**Instructions to follow:** Go through the entries and copy each one exactly. Leave none out.

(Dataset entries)

===

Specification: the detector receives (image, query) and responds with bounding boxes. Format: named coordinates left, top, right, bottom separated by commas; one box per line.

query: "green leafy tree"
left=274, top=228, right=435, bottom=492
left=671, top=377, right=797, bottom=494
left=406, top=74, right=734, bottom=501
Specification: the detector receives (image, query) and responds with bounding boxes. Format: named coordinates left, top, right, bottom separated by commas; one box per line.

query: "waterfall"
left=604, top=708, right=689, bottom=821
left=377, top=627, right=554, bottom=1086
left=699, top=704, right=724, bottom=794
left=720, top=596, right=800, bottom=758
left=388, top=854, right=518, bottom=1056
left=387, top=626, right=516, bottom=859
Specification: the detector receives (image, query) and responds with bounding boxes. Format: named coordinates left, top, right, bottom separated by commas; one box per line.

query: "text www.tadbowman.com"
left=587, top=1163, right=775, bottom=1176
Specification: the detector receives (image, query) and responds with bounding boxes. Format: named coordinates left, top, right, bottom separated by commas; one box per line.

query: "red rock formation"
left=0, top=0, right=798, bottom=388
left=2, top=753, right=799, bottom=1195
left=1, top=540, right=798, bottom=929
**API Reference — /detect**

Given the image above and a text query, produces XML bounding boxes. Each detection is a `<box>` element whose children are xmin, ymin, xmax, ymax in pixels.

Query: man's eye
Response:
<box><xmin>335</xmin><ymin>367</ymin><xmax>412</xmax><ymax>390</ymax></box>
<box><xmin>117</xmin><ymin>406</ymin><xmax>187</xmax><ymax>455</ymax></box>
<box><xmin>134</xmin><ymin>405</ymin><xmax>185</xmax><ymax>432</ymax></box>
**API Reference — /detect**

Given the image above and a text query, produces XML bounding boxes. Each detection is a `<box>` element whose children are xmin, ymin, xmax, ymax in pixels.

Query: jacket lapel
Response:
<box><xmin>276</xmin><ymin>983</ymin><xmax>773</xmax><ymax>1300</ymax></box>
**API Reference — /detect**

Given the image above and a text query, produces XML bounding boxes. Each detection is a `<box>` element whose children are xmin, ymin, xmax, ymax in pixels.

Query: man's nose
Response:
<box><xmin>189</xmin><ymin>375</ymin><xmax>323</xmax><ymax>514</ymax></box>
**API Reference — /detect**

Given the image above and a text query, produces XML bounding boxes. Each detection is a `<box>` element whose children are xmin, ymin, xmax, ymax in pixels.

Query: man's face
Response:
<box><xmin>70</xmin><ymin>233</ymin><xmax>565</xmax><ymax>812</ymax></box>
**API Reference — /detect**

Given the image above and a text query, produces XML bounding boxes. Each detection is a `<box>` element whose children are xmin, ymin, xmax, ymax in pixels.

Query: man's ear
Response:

===

**Solution to this exercise:**
Specification: the detector receives (image, query) and responds with bounding boxes. Format: named coordinates left, top, right, bottom separated by commas; one box per line.

query: "green leafy tree"
left=274, top=228, right=435, bottom=492
left=671, top=377, right=797, bottom=494
left=406, top=74, right=734, bottom=501
Specification: the detector receives (image, query) and responds with bounding boxes. Format: named coordinates left, top, right, bottom separated by commas; one box per line.

query: "waterfall"
left=604, top=708, right=689, bottom=821
left=377, top=627, right=554, bottom=1086
left=699, top=704, right=724, bottom=794
left=720, top=596, right=800, bottom=758
left=388, top=854, right=518, bottom=1056
left=387, top=626, right=516, bottom=859
Specification: the detector receives (image, query) and responds with bounding boxes. Format: named coordinates left, top, right, bottom separated by commas; one box per line.

query: "text www.tadbowman.com"
left=587, top=1163, right=775, bottom=1176
Specification: the detector receives (image, query) and responds with bounding boxes. Format: named coordinates left, top, right, bottom separated by commas; one box per line.

query: "red rock formation"
left=0, top=0, right=798, bottom=388
left=2, top=753, right=799, bottom=1195
left=1, top=540, right=798, bottom=929
**API Reference — /detect**

Given the image above and a text query, produces XML bounding boxes. Each detection is a `<box>` element whose children are xmin, ymin, xmax, ymax in pixels.

Query: man's eye
Response:
<box><xmin>335</xmin><ymin>367</ymin><xmax>412</xmax><ymax>390</ymax></box>
<box><xmin>117</xmin><ymin>406</ymin><xmax>187</xmax><ymax>455</ymax></box>
<box><xmin>134</xmin><ymin>405</ymin><xmax>185</xmax><ymax>432</ymax></box>
**API Reference — /detect**

Given the image above and a text query, produces XML bounding boxes. Each detection is a `<box>` element whose children are xmin, ymin, xmax, ymax in pixels.

Query: jacket lapel
Response:
<box><xmin>276</xmin><ymin>983</ymin><xmax>773</xmax><ymax>1300</ymax></box>
**API Reference — /detect**

Given the image above and a text query, produces XML bounding boxes. Each detection is a `<box>` element whose children are xmin, ymin, xmax, ymax in pixels.

Query: man's nose
Response:
<box><xmin>189</xmin><ymin>375</ymin><xmax>323</xmax><ymax>514</ymax></box>
**API Reference — /detect**

Given the image above and a text query, produces XML bounding boxes. Each detection is a `<box>` element whose children are xmin, ymin, xmax, ymax in pixels.

Query: man's face
Response:
<box><xmin>70</xmin><ymin>233</ymin><xmax>565</xmax><ymax>812</ymax></box>
**API Reference — /detect**

Given the image above and a text query, produces XML bounding boxes. Each detection is a `<box>` element whose children are xmin, ymin, xmax, ymax in pixels.

Query: man's ear
Response:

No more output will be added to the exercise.